* **TASK DIRECTIONS**
Could you reproduce every item below verbatim, with the pictures left out?

[Start DATASET RECORDS]

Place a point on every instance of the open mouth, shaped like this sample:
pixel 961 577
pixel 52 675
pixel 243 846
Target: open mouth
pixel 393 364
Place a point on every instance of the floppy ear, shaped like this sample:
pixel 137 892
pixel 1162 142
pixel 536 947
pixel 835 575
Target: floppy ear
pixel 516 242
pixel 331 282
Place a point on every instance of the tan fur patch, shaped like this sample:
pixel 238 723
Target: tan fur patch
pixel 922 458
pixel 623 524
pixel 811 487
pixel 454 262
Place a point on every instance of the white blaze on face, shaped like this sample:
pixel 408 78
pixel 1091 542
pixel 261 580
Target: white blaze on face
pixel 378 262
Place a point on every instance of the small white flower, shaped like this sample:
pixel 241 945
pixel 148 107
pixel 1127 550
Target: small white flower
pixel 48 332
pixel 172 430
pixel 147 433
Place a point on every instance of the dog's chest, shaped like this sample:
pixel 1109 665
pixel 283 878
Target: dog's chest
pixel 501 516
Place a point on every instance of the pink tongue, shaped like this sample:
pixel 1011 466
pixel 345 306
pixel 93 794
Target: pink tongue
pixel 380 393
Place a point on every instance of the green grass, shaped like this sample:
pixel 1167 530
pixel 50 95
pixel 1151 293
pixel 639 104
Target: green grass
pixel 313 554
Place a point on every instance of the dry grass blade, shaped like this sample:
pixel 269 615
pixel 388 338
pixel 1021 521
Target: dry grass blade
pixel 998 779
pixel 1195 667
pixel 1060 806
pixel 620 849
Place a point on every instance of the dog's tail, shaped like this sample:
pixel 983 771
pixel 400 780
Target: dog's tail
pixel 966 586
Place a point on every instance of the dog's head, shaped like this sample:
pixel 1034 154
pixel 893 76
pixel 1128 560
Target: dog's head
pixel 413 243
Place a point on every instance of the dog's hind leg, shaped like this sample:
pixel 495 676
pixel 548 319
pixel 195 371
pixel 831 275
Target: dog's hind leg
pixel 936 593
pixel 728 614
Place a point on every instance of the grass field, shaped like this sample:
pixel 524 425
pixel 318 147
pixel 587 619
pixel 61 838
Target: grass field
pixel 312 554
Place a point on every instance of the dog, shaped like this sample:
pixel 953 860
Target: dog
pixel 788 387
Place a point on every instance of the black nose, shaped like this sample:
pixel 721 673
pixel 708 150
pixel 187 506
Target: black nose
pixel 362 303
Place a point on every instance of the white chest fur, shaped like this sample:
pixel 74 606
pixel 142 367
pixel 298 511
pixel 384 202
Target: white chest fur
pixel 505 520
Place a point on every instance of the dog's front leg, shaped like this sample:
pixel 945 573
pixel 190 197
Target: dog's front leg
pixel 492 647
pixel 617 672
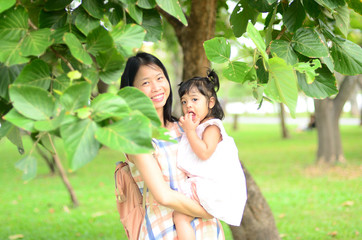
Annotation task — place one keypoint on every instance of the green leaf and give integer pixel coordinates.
(128, 37)
(6, 4)
(294, 16)
(84, 22)
(13, 24)
(79, 142)
(137, 100)
(36, 73)
(257, 39)
(282, 85)
(173, 8)
(217, 50)
(146, 4)
(56, 5)
(308, 68)
(10, 53)
(107, 105)
(76, 96)
(49, 124)
(28, 165)
(341, 14)
(8, 76)
(99, 40)
(308, 43)
(236, 71)
(283, 49)
(240, 17)
(54, 19)
(32, 102)
(19, 120)
(13, 134)
(110, 63)
(95, 8)
(324, 85)
(77, 49)
(136, 13)
(152, 24)
(347, 56)
(131, 135)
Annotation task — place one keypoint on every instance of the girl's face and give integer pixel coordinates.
(151, 80)
(196, 104)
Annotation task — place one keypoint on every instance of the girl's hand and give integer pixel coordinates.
(188, 124)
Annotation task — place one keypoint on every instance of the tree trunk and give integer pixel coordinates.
(327, 113)
(285, 132)
(258, 221)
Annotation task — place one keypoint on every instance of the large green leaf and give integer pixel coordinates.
(294, 16)
(241, 15)
(8, 76)
(84, 22)
(36, 73)
(308, 43)
(173, 8)
(19, 120)
(137, 100)
(236, 71)
(110, 63)
(6, 4)
(341, 14)
(76, 96)
(217, 50)
(95, 8)
(323, 86)
(131, 135)
(283, 49)
(36, 42)
(282, 85)
(77, 49)
(152, 24)
(79, 141)
(32, 102)
(28, 165)
(347, 56)
(128, 37)
(146, 4)
(257, 39)
(56, 5)
(13, 24)
(108, 105)
(99, 40)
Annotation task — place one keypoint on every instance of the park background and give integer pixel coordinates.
(308, 201)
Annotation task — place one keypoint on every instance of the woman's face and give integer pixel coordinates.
(151, 80)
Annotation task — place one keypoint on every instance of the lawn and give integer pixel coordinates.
(308, 202)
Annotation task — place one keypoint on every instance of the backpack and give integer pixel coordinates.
(130, 203)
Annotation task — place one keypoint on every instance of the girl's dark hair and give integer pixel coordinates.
(132, 66)
(207, 86)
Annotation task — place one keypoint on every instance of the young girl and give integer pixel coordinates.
(208, 156)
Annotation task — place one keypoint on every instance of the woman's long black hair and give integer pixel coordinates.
(132, 66)
(207, 86)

[End DATASET RECORDS]

* **COMPLETE OUTPUT**
Place a point on every instance of the open mouth, shaped like this sample:
pixel 961 577
pixel 52 675
pixel 243 846
Target: open mouth
pixel 393 364
Place a point on every instance of the floppy ear, shaped like this sample:
pixel 137 892
pixel 1162 142
pixel 536 947
pixel 835 575
Target: floppy ear
pixel 516 242
pixel 331 282
Place a point on every instance of the tan fur patch, shaped like this sample:
pixel 238 723
Target: tan fur patch
pixel 922 458
pixel 623 524
pixel 811 487
pixel 454 262
Place a point on every instance of the white blaze on face, shaped like this sample:
pixel 408 78
pixel 1091 542
pixel 261 580
Target: white blaze on face
pixel 378 262
Place a point on every instance of the small white flower, shaped like this sample:
pixel 241 945
pixel 148 107
pixel 1127 550
Target: small white flower
pixel 48 332
pixel 172 430
pixel 147 433
Place a point on every instance of the dog's chest, shaped like this sample:
pixel 1109 665
pixel 283 878
Target: dog's chest
pixel 501 516
Place a point on every instance of the pink tongue, shaped like this sample:
pixel 1011 466
pixel 345 306
pixel 93 794
Target: pink tongue
pixel 380 393
Place a point on every instance of the green grass, shaped like this sample:
pixel 1167 530
pixel 50 95
pixel 1151 293
pixel 639 104
Target: green grass
pixel 313 554
Place a point on every instance of the dry grass blade, shaped like this sample:
pixel 269 615
pixel 388 338
pixel 1021 521
Target: dry grass blade
pixel 998 779
pixel 1195 667
pixel 1060 806
pixel 620 849
Place a point on every instance of the dog's tail, shaped like this sample:
pixel 983 771
pixel 400 780
Target: dog's tail
pixel 966 586
Place a point on every instance of the dog's head, shaped like this sample:
pixel 1034 154
pixel 893 76
pixel 1128 560
Target: dog's head
pixel 413 243
Place a point on every instance of the dog's hind leg, shaped like this sample:
pixel 495 676
pixel 548 319
pixel 195 371
pixel 831 275
Target: dog's hind leg
pixel 936 593
pixel 728 614
Place a point on every instance of the grass field, shaped like this sample:
pixel 524 425
pixel 318 147
pixel 587 619
pixel 61 838
Target: grass field
pixel 312 554
Place a point on every instance of the dog, shaped like this sample:
pixel 953 860
Target: dog
pixel 788 387
Place a point on every instance of the black nose, shaped like this sample:
pixel 721 673
pixel 708 150
pixel 187 506
Target: black nose
pixel 362 303
Place a point on every instance of the white chest fur, shaped like this sample:
pixel 74 606
pixel 142 367
pixel 298 511
pixel 384 202
Target: white chest fur
pixel 505 520
Place a point on every instance of the dog's front leg, shaped like this sample:
pixel 945 573
pixel 190 197
Target: dog's front leg
pixel 492 647
pixel 617 672
Annotation task — place one keypoint on every instance of the green leaf and give integer pixel coordinates.
(128, 37)
(6, 4)
(294, 16)
(84, 22)
(13, 24)
(79, 142)
(137, 100)
(36, 73)
(257, 39)
(282, 85)
(173, 8)
(217, 50)
(146, 4)
(56, 5)
(308, 68)
(10, 53)
(107, 105)
(76, 96)
(49, 124)
(28, 165)
(341, 14)
(8, 76)
(99, 40)
(308, 43)
(236, 71)
(283, 49)
(240, 17)
(54, 19)
(32, 102)
(19, 120)
(13, 134)
(110, 63)
(95, 8)
(324, 85)
(77, 49)
(136, 13)
(152, 24)
(347, 56)
(131, 135)
Annotation task — place one keypoint on every instance of the girl's face and give integer pixel coordinates.
(151, 80)
(196, 104)
Annotation task — place one keypoint on every instance of the girl's hand and give integer pixel coordinates.
(188, 124)
Annotation task — place one keypoint on every instance of the tree trunk and give integer pixel coordinates.
(327, 113)
(285, 132)
(258, 221)
Annotation task — place one keypoint on every instance of the large green leaf and give integer pixel coordinates.
(294, 16)
(241, 15)
(8, 76)
(84, 22)
(36, 73)
(308, 43)
(173, 8)
(19, 120)
(137, 100)
(236, 71)
(110, 63)
(6, 4)
(341, 14)
(76, 96)
(217, 50)
(95, 8)
(323, 86)
(131, 135)
(283, 49)
(36, 42)
(282, 85)
(77, 49)
(152, 24)
(79, 141)
(32, 102)
(28, 165)
(347, 56)
(128, 37)
(146, 4)
(257, 39)
(56, 5)
(13, 24)
(108, 105)
(99, 40)
Annotation task — place one keypoint on every instance of the park background and give integer pixel coordinates.
(308, 201)
Annotation task — place one keypoint on every instance of the woman's face and give integer pixel coordinates.
(151, 80)
Annotation task — place one keypoint on every instance of the lawn and give integer pixel coordinates.
(308, 202)
Annotation task — place one keypoint on every instance of the backpack and give integer pixel coordinates.
(130, 203)
Annotation task — place one keypoint on every instance of the girl's dark hair and give integer pixel coordinates.
(132, 66)
(207, 86)
Annotation task — place one keypoint on every instance of the young girl and give integer pixel coordinates.
(208, 156)
Annotation task — place one keypoint on every instance of the woman's long black hair and give integer pixel coordinates.
(132, 66)
(207, 86)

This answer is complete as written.